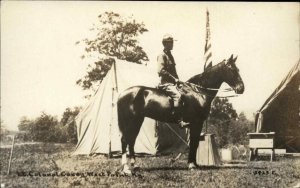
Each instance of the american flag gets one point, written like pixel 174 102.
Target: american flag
pixel 207 48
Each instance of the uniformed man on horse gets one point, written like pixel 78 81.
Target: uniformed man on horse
pixel 169 77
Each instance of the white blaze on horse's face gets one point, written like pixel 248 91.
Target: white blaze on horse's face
pixel 233 77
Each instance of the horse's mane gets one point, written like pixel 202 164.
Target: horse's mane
pixel 197 78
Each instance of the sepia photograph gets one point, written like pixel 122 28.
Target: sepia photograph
pixel 150 94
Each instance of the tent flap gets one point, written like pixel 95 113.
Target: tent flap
pixel 97 123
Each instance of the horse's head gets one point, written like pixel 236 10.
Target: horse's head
pixel 232 76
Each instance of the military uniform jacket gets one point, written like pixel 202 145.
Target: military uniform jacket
pixel 166 68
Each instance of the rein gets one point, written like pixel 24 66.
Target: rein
pixel 196 88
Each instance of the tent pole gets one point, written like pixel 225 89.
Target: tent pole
pixel 114 87
pixel 10 157
pixel 115 72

→ **WHAT YOU SHOULD DO**
A faithful, word-for-word copy of the records above, pictures left out, is the answer.

→ **ANSWER SECTION**
Each instance of the american flag gets one point, written like pixel 174 102.
Target: american flag
pixel 207 48
Each instance of the uniformed man on horse gets one point, written like pixel 78 81.
Target: uniformed man on horse
pixel 169 77
Each instance of the white blaze on horse's face gets one point, written like pixel 248 91.
Target: white blaze on horse's face
pixel 233 77
Each instance of the horse's mane gets one point, written like pixel 202 164.
Target: horse's mane
pixel 197 78
Each instance of the sepia photograph gets one point, written like pixel 122 28.
Target: sepia photograph
pixel 150 94
Each instance of the tent flap gets one point, written like pixel 95 113.
Target: tent flap
pixel 97 123
Each instance of the horse's head gets one point, written like pixel 236 10.
Target: horse's head
pixel 232 76
Each instance of the military uniform jacket gets one point, written like pixel 202 145.
Target: military uniform jacket
pixel 166 68
Each instance of the rein gets one point, written like pixel 24 66.
Target: rein
pixel 196 88
Each instance of the tent pole gets one point, written like pixel 225 89.
Target: tent pole
pixel 114 87
pixel 10 157
pixel 115 72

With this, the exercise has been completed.